- [Consigne]
Indiquez si chacune des affirmations suivantes concorde avec l'extrait sur le festival Motocultor, en répondant par oui ou par non et en citant mot pour mot les termes de l'extrait qui tranchent. 1. Le Motocultor affiche complet pour la première fois de son histoire. 2. Le festival a été annulé en 2017. 3. La dette du festival est entièrement remboursée.

L’âme a été modernisée, reliftée année après année pour devenir atypique et éclectique. Le choix du lieu est aussi essentiel. Il doit devenir ce « monde à part » qui marquera les esprits. Quand on se sent bien quelque part, on n’y revient. Côté budget, différentes sources possibles : direction régionale des affaires culturelles, région, ville, institutions, entreprises…et soutien indissociable à la quête de financements, celles et ceux sans qui, souvent, rien ne serait possible : les bénévoles ! Côté programmation, mieux vaut des artistes bien choisis que des artistes à tout prix. Il s’agit de soigner sa ligne artistique pour être crédible. On ne fait pas venir Christine And The Queens au Motocultor ! Arrive alors le temps de la communication. Objectif : rendre le festival le plus visible possible. Pas une mince affaire me direz-vous. Cela commence par une stratégie et une charte en béton. Puis, c’est l’artillerie lourde sur les réseaux sociaux, les campagnes d’affichage, édition de flyers, les warm up…le Jour J approche et tous les clignotants sont au vert. Sold out pour la première fois de son histoire, le Motocultor peut commencer (30.000 entrées). Une année record donc pour le festival breton, qui grâce à une affiche pointue et ouverte affole les compteurs. Déjà une belle consécration. Envoyez la musique !

Les uns et les autres se mélangent et se confondent dès le départ. Ces festivaliers sont faits du même métal, celui capable d’absorber au-delà des 100db prescrits. Quel que soit l’endroit où l’on se trouve, le silence total n’existe pas. Et c’est bien cela que l’on vient chercher au Motocultor festival. Un évènement à taille humaine, qui avait failli être annulé en 2017, et qui renait de ses cendres presque fumantes (Malgré une dette de 280.000€ qui plane encore au-dessus de leur tête). Autant le dire de suite, cette onzième édition est une réussite sur toute la ligne, tant sur le plan de l’organisation, de la programmation, de la fréquentation, de l’ambiance et de la météo bien clémente ce week-end là.

- [Données]
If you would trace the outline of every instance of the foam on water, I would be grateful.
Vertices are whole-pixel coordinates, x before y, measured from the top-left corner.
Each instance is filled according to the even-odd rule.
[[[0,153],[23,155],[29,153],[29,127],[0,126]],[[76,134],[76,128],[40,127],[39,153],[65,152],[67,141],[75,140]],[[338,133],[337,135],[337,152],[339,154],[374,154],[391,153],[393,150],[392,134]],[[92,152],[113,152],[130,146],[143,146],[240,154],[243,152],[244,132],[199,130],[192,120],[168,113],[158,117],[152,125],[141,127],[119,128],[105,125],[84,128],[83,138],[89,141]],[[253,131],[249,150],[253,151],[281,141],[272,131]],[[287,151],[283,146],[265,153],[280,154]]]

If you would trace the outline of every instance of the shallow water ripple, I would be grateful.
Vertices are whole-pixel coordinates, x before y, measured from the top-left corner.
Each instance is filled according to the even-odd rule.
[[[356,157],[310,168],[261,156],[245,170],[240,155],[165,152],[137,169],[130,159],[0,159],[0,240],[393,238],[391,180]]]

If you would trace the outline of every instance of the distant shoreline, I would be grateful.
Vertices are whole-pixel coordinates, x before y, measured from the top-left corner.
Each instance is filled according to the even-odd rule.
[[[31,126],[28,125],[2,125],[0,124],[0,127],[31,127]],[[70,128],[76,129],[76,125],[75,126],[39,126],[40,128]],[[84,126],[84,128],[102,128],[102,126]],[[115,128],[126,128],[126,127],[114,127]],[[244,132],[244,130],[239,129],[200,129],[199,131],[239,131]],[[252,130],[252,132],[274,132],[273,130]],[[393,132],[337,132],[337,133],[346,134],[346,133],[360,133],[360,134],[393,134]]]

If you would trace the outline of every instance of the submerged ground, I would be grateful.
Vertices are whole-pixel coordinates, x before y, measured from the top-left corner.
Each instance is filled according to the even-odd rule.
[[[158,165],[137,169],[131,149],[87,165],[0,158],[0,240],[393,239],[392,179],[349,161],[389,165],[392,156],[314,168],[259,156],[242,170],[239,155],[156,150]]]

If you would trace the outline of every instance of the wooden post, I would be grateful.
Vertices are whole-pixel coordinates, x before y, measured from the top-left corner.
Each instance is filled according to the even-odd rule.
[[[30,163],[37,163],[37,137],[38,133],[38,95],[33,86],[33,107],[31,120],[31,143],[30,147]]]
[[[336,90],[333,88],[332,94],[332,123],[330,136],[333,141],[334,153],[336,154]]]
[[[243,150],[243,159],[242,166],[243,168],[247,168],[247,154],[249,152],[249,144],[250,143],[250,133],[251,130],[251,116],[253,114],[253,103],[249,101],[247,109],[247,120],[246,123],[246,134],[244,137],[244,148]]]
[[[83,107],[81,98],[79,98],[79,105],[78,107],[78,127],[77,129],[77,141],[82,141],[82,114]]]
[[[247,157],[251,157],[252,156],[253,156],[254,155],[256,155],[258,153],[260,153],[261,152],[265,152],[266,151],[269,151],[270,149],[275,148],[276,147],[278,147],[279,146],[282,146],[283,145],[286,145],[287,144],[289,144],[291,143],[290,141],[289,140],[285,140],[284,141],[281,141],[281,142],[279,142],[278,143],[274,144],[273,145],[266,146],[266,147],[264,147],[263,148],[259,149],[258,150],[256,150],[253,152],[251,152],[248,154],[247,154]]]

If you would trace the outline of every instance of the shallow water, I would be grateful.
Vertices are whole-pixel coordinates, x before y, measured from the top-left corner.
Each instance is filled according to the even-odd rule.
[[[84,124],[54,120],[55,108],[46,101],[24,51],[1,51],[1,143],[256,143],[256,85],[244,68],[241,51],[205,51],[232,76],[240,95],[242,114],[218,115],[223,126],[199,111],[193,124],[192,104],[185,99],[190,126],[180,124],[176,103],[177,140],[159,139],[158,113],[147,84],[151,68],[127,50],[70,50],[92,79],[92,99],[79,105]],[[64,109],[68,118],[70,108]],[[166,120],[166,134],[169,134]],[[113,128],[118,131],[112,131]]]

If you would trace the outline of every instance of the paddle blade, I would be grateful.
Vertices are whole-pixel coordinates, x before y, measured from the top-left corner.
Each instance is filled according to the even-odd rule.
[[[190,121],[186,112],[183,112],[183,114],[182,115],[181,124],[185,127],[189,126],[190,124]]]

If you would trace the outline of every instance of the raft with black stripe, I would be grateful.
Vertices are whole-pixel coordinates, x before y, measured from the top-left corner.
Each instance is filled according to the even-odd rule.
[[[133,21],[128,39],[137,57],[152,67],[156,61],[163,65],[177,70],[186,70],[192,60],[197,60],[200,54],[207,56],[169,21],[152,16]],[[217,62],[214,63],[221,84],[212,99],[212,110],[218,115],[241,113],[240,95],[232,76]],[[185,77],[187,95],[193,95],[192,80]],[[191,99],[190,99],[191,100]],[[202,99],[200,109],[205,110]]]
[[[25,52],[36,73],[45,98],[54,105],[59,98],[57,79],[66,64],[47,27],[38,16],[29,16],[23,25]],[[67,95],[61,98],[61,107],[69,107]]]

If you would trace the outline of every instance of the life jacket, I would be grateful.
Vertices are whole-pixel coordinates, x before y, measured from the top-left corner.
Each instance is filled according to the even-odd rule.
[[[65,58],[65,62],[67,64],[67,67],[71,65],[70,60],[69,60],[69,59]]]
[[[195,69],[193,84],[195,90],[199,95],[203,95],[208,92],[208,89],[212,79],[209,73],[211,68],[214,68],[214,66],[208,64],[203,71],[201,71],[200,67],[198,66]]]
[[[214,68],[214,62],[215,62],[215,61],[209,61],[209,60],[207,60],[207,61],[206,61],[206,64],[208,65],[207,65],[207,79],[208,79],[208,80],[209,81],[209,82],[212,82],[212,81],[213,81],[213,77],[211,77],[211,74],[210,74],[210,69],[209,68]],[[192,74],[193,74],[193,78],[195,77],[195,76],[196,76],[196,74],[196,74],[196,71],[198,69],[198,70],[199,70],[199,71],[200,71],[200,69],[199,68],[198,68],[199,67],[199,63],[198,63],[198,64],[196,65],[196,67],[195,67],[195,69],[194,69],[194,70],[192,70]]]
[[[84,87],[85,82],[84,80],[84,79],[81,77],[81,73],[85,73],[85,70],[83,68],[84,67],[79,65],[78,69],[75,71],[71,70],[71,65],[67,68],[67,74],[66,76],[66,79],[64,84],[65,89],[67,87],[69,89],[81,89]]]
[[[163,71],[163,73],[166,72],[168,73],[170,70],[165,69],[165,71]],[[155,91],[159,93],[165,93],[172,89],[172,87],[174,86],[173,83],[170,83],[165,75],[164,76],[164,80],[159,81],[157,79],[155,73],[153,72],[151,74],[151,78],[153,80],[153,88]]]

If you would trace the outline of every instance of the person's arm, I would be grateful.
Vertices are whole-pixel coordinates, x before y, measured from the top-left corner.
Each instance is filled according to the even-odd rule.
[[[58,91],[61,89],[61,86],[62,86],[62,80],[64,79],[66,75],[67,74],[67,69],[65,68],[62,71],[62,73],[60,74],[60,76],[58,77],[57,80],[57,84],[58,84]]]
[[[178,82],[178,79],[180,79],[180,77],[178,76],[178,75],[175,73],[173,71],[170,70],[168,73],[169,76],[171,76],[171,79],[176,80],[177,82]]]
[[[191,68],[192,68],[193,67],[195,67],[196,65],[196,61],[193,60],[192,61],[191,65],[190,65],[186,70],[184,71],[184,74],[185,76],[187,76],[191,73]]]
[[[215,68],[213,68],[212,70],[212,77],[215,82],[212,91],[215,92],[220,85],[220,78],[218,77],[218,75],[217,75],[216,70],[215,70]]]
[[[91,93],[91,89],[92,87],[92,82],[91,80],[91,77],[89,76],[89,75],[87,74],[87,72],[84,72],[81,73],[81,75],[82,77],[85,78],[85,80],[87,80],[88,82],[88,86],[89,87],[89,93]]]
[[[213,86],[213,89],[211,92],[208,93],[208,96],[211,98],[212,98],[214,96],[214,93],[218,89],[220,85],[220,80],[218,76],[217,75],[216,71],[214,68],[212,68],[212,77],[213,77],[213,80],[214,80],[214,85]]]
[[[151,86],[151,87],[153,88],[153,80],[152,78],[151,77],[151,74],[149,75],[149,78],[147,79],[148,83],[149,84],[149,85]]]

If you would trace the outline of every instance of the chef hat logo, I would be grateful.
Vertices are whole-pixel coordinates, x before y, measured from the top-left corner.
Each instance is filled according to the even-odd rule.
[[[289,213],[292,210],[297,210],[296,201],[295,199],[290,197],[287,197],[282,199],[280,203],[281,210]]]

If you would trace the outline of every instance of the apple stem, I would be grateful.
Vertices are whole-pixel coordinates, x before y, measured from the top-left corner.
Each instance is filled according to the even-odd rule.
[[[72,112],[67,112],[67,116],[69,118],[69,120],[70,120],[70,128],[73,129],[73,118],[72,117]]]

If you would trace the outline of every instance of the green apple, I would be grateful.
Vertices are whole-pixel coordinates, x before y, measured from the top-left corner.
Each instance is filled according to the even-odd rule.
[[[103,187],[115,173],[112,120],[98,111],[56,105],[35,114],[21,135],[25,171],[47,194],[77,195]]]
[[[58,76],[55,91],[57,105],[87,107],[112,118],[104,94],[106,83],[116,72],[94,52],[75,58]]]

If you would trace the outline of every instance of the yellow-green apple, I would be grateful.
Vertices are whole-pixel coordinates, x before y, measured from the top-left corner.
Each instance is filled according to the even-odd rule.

- [Corrigé]
1. Oui : « Sold out pour la première fois de son histoire, le Motocultor peut commencer ».
2. Non : « qui avait failli être annulé en 2017 ».
3. Non : « Malgré une dette de 280.000€ qui plane encore au-dessus de leur tête ».